What is needed is every line, exactly as given, from the line containing "Can you spot the brown" through the end of the data below.
Segment Start: Supplied records
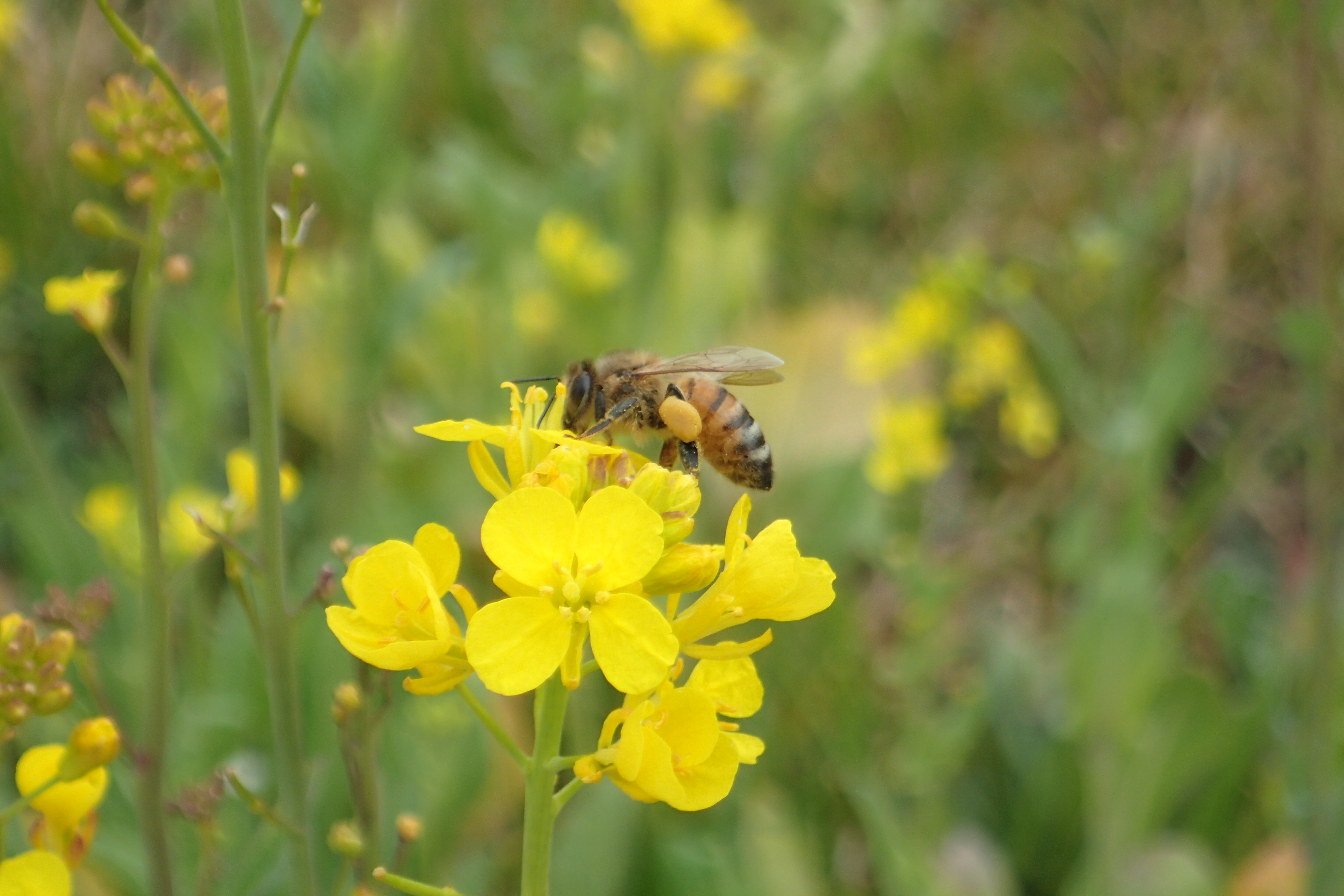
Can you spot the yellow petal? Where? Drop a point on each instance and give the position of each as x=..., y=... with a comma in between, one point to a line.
x=464, y=432
x=812, y=593
x=710, y=781
x=388, y=580
x=733, y=540
x=728, y=649
x=487, y=472
x=682, y=570
x=441, y=554
x=690, y=727
x=64, y=804
x=732, y=684
x=526, y=533
x=749, y=746
x=619, y=531
x=632, y=643
x=518, y=643
x=381, y=645
x=34, y=874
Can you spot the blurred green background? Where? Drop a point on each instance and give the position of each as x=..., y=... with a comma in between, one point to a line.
x=1085, y=639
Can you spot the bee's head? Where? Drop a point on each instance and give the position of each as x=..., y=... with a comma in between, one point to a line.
x=580, y=385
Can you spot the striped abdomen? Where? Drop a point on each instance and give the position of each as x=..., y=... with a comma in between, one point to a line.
x=730, y=440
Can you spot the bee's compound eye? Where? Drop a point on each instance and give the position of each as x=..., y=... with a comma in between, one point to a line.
x=580, y=389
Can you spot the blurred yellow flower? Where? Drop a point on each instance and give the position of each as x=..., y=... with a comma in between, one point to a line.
x=34, y=874
x=670, y=27
x=909, y=444
x=1030, y=418
x=88, y=299
x=241, y=472
x=718, y=84
x=398, y=620
x=577, y=257
x=569, y=577
x=68, y=821
x=988, y=359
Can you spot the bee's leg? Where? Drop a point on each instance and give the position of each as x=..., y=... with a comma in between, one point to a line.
x=667, y=457
x=690, y=459
x=612, y=417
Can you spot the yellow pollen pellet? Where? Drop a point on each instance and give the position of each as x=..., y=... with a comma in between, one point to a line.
x=682, y=418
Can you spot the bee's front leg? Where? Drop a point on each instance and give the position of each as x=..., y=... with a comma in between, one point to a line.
x=690, y=459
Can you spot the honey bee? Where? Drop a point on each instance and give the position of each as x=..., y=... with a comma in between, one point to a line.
x=682, y=401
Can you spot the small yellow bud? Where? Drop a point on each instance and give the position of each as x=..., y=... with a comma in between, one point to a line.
x=97, y=221
x=409, y=828
x=93, y=743
x=344, y=840
x=178, y=269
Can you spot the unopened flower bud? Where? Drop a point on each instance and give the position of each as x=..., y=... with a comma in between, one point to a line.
x=178, y=269
x=140, y=189
x=94, y=163
x=53, y=699
x=15, y=713
x=97, y=221
x=57, y=647
x=93, y=743
x=344, y=840
x=409, y=828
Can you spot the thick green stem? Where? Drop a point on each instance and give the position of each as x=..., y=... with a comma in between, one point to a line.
x=246, y=194
x=155, y=606
x=540, y=808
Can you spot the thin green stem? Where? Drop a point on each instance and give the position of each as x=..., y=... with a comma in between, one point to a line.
x=566, y=793
x=147, y=57
x=156, y=605
x=495, y=727
x=312, y=8
x=540, y=806
x=246, y=195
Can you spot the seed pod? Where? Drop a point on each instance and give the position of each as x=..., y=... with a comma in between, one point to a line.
x=53, y=699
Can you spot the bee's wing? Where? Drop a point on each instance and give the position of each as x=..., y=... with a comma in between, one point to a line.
x=734, y=365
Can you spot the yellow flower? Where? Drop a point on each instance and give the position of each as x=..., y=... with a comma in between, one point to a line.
x=109, y=514
x=570, y=575
x=765, y=578
x=670, y=27
x=910, y=444
x=183, y=539
x=673, y=750
x=241, y=472
x=1030, y=418
x=34, y=874
x=398, y=620
x=577, y=257
x=68, y=822
x=537, y=452
x=88, y=298
x=988, y=359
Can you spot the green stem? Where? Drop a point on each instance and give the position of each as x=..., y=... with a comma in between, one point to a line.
x=540, y=808
x=312, y=8
x=494, y=727
x=246, y=195
x=156, y=605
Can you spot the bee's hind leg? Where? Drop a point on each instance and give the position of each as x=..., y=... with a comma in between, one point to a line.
x=690, y=457
x=667, y=457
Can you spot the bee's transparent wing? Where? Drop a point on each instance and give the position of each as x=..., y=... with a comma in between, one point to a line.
x=733, y=365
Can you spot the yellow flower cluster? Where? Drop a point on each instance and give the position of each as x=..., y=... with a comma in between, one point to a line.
x=940, y=326
x=585, y=538
x=109, y=512
x=88, y=299
x=577, y=257
x=151, y=146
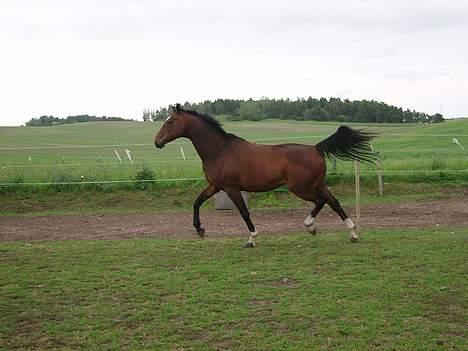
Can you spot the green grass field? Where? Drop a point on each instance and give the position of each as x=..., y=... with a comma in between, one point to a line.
x=85, y=151
x=395, y=290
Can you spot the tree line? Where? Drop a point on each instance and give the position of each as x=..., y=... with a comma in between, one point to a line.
x=333, y=109
x=51, y=120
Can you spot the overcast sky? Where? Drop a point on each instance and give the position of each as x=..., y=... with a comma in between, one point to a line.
x=115, y=58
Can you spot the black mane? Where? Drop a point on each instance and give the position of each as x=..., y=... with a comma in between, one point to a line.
x=210, y=120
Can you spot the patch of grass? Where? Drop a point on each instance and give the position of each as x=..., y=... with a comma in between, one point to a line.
x=418, y=147
x=396, y=289
x=182, y=198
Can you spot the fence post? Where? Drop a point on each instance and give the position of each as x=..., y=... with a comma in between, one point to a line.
x=379, y=176
x=358, y=196
x=182, y=152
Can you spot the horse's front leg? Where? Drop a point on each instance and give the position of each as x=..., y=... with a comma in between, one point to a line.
x=236, y=197
x=204, y=195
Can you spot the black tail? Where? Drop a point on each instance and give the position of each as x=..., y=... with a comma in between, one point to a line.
x=348, y=144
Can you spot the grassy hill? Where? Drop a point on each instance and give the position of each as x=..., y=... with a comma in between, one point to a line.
x=86, y=151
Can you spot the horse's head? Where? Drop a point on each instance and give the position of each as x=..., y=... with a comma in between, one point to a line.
x=174, y=127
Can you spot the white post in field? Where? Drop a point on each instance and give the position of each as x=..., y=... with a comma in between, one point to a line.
x=129, y=155
x=358, y=195
x=118, y=156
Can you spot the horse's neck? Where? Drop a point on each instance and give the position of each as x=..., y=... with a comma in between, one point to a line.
x=208, y=143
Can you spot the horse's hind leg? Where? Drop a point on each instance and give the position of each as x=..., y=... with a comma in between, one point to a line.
x=309, y=222
x=205, y=195
x=336, y=206
x=236, y=197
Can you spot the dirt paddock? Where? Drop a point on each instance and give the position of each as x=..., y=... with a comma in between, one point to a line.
x=432, y=214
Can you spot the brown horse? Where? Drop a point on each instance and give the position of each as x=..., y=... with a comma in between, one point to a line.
x=233, y=164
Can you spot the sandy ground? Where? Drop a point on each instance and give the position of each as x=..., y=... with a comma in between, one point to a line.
x=229, y=223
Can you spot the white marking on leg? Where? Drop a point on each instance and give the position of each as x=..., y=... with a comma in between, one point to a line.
x=309, y=221
x=252, y=237
x=350, y=225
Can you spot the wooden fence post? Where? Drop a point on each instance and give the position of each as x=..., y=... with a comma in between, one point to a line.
x=358, y=195
x=379, y=176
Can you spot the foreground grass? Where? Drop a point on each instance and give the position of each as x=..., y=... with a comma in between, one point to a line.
x=400, y=290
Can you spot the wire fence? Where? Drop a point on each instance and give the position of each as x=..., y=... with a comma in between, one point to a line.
x=194, y=179
x=188, y=142
x=98, y=159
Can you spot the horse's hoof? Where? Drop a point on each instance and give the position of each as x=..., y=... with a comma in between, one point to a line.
x=201, y=232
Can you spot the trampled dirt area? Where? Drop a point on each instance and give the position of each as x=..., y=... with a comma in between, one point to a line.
x=444, y=213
Segment End: Supplied records
#### Expected answer
Can you spot the brown horse? Where? Drop a point on each instance and give the position of each as x=..., y=... with a comma in between, one point to a line.
x=233, y=164
Can you spot the sandy ground? Where? Drop a point on each instance and give the position of each as x=..., y=... with a comma in between, one point to a line.
x=229, y=223
Can you spot the white marking on leg? Where? Drop a point on each instance and give the position of each as x=..., y=... with a comma in between, one point to a line.
x=309, y=221
x=252, y=237
x=350, y=225
Can you spot the wooden fence post? Where? Drop a point on each instance and give the position of each as x=..., y=... with a comma in between, one point to a line.
x=358, y=195
x=379, y=176
Can you spot the foreground grass? Where? Drop a point on each instance and give the position of each as x=..., y=... with a comma in between, one point to a line.
x=400, y=290
Can you spot the wire fence? Where? Drop a point on each instance and give the position of each as x=..., y=... with a comma in between, one point to a line.
x=194, y=179
x=188, y=142
x=98, y=159
Can you spot the horse's hoof? Where? Drop a point on each instance and give the position of each as x=..., y=... with a comma in between, one point to a line.
x=201, y=232
Can you spot the trampled dirt area? Where? Drop a point on each instance and give the position of each as x=..., y=... with a comma in between, one point to a line.
x=444, y=213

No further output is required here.